-- Record extracts start --
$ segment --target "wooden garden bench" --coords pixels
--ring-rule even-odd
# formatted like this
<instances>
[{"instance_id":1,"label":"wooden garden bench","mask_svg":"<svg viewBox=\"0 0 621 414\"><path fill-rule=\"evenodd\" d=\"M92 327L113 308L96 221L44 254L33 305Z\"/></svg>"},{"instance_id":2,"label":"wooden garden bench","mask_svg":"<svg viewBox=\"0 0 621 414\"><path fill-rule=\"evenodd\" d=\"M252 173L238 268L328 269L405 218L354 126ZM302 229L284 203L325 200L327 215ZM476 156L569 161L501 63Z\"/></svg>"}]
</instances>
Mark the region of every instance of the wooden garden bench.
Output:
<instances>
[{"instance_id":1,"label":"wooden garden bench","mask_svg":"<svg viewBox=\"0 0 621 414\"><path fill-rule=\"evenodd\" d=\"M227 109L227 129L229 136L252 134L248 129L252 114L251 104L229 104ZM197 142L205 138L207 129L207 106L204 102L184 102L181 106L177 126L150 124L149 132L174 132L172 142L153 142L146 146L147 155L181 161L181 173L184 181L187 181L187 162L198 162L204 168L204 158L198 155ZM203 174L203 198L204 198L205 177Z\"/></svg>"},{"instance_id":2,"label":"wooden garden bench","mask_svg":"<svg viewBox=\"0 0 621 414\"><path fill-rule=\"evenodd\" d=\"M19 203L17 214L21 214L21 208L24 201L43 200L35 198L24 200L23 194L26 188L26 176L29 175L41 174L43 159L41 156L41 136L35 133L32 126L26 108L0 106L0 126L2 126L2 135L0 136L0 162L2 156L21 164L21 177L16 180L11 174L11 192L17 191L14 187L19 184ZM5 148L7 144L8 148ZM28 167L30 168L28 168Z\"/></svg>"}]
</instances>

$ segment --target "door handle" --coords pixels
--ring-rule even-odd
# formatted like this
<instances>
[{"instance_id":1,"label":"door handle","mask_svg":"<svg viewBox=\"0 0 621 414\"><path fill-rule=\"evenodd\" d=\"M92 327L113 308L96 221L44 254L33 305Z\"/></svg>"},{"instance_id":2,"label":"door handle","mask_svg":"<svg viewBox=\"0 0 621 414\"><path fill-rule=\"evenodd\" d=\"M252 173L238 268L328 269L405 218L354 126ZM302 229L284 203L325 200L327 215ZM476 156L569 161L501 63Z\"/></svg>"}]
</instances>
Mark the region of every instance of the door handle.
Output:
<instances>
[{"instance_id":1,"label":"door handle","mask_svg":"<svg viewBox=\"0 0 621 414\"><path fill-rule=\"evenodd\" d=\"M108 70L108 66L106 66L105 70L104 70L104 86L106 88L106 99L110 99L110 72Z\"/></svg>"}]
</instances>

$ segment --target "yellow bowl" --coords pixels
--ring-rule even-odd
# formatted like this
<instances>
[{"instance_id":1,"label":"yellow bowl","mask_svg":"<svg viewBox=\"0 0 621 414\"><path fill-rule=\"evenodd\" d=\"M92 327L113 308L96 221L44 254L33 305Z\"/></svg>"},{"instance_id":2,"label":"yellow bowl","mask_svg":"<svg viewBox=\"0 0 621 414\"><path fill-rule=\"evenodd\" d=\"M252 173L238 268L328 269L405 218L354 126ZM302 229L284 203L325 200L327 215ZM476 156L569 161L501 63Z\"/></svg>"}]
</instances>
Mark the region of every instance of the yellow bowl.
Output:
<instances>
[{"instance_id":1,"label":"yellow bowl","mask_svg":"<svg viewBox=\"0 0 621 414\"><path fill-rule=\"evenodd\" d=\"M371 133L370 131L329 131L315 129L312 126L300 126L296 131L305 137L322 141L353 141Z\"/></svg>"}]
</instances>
-- Record extracts end --
=== Written request ===
Report, word for word, each line in the records above that contains the word "region".

=== Exercise result ===
Mark the region of every instance of the wooden garden bench.
Mark the region of every instance of the door handle.
Mark the region of every instance of the yellow bowl.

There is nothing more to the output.